- _Consegna 1_: Ricopia fedelmente tutte le righe del Blocco 1, dalla prima, che parla della nuvola bianca, fino all'ultima con le coordinate.

- _Testo_:
In poco tempo, era scattato l’allarme rosso, con Xi Jinping che aveva convocato una riunione in fretta e furia dei massimi dirigenti del partito, nel tentativo, non ancora disperato, di raddrizzare la barra. Il leader cinese aveva puntato il dito contro l’incapacità dei cinesi di spendere bene e con criterio. Una dura, durissima presa di posizione, che preannunciava misure draconiane per invertire il corso degli eventi. Il fatto è che a Pechino non ne possono più di assistere al declino della spesa, o meglio a una spesa che poco o nulla a che fare con la crescita dell’economia. Ora, appare prematuro capire se e come le misure decise dal governo, a cominciare dalla messa al centro di una spesa produttiva e di qualità, sortiranno il loro effetto. Una cosa, però, è certa. I mercati si sono accorti delle difficoltà del Dragone.

L’occhio dei mercati

Che cosa è successo? Semplice, da quando la Cina ha cominciato a tossire, i principali indici azionari del Dragone hanno cominciato a perdere terreno. Il solo listino Msci China, che rappresenta tutte le società a media capitalizzazione, è sceso del 7,4% da settembre a questa parte, la sua peggiore performance di tre mesi in un anno. “I recenti dati economici deboli provenienti dalla Cina hanno contribuito al raffreddamento del sentiment, evidenziando le sfide strutturali del Paese e la bassa fiducia dei consumatori”, ha dichiarato Wei Li, responsabile degli investimenti multi-asset per la Cina di Bnp Paribas.

- _Voci fornite_:

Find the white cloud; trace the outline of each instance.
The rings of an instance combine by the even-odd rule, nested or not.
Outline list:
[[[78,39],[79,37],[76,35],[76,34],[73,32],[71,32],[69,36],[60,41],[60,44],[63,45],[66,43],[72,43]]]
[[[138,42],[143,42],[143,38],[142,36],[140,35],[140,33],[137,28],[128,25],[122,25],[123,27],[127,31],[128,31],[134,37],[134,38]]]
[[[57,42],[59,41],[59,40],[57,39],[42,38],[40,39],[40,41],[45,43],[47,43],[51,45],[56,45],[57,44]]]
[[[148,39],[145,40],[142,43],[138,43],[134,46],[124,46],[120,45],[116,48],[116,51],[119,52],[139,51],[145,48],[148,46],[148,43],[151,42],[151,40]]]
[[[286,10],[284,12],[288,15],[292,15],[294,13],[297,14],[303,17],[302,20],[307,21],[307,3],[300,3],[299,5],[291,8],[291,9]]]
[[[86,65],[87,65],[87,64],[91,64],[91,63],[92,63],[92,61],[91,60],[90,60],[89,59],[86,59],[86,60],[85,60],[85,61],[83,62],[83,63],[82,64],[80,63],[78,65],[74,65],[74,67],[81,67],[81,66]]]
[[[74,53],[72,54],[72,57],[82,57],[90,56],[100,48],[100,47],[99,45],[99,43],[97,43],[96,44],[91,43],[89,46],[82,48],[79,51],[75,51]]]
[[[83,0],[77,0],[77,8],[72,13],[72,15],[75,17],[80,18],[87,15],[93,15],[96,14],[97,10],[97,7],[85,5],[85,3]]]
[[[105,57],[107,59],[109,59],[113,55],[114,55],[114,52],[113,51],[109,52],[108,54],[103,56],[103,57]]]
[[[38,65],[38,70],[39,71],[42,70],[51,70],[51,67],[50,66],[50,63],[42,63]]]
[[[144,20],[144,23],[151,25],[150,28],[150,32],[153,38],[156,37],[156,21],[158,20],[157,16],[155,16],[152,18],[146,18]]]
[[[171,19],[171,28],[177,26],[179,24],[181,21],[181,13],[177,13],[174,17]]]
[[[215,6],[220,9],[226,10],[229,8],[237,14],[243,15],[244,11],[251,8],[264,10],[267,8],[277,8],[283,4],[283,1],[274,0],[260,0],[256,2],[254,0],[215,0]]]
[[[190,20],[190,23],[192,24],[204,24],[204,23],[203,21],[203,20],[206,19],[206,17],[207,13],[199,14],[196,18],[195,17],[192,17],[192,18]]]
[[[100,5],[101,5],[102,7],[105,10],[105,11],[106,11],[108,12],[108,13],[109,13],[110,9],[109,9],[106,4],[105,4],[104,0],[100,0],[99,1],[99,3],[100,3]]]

- _Consegna 2_: Traduci in inglese questa frase del testo sull'economia cinese: «I mercati si sono accorti delle difficoltà del Dragone.»

- _Risposta attesa 1_:
Find the white cloud; trace the outline of each instance.
The rings of an instance combine by the even-odd rule, nested or not.
Outline list:
[[[78,39],[79,37],[76,35],[76,34],[73,32],[71,32],[69,36],[60,41],[60,44],[63,45],[66,43],[72,43]]]
[[[138,42],[143,42],[143,38],[142,36],[140,35],[140,33],[137,28],[128,25],[122,25],[123,27],[127,31],[128,31],[134,37],[134,38]]]
[[[57,42],[59,41],[59,40],[57,39],[42,38],[40,39],[40,41],[45,43],[47,43],[51,45],[56,45],[57,44]]]
[[[148,39],[145,40],[142,43],[138,43],[134,46],[124,46],[120,45],[116,48],[116,51],[119,52],[139,51],[145,48],[148,46],[148,43],[151,42],[151,40]]]
[[[286,10],[284,12],[288,15],[292,15],[294,13],[297,14],[303,17],[302,20],[307,21],[307,3],[300,3],[299,5],[291,8],[291,9]]]
[[[86,65],[87,65],[87,64],[91,64],[91,63],[92,63],[92,61],[91,60],[90,60],[89,59],[86,59],[86,60],[85,60],[85,61],[83,62],[83,63],[82,64],[80,63],[78,65],[74,65],[74,67],[81,67],[81,66]]]
[[[74,53],[72,54],[72,57],[82,57],[90,56],[100,48],[100,47],[99,45],[99,43],[97,43],[96,44],[91,43],[89,46],[82,48],[79,51],[75,51]]]
[[[83,0],[77,0],[77,8],[72,13],[72,15],[75,17],[80,18],[87,15],[93,15],[96,14],[97,10],[97,7],[85,5],[85,3]]]
[[[105,57],[107,59],[109,59],[113,55],[114,55],[114,52],[113,51],[109,52],[108,54],[103,56],[103,57]]]
[[[38,65],[38,70],[39,71],[42,70],[51,70],[51,67],[50,66],[50,63],[42,63]]]
[[[144,20],[144,23],[151,25],[150,28],[150,32],[153,38],[156,37],[156,21],[158,20],[157,16],[155,16],[152,18],[146,18]]]
[[[171,19],[171,28],[177,26],[179,24],[181,21],[181,13],[177,13],[174,17]]]
[[[215,6],[220,9],[226,10],[229,8],[237,14],[243,15],[244,11],[251,8],[264,10],[267,8],[277,8],[283,4],[283,1],[274,0],[260,0],[256,2],[254,0],[215,0]]]
[[[190,20],[190,23],[192,24],[204,24],[204,23],[203,21],[203,20],[206,19],[206,17],[207,13],[199,14],[196,18],[195,17],[192,17],[192,18]]]
[[[100,5],[101,5],[102,7],[105,10],[105,11],[106,11],[108,12],[108,13],[109,13],[110,9],[109,9],[106,4],[105,4],[104,0],[100,0],[99,1],[99,3],[100,3]]]

- _Risposta attesa 2_: The markets have noticed the Dragon's difficulties.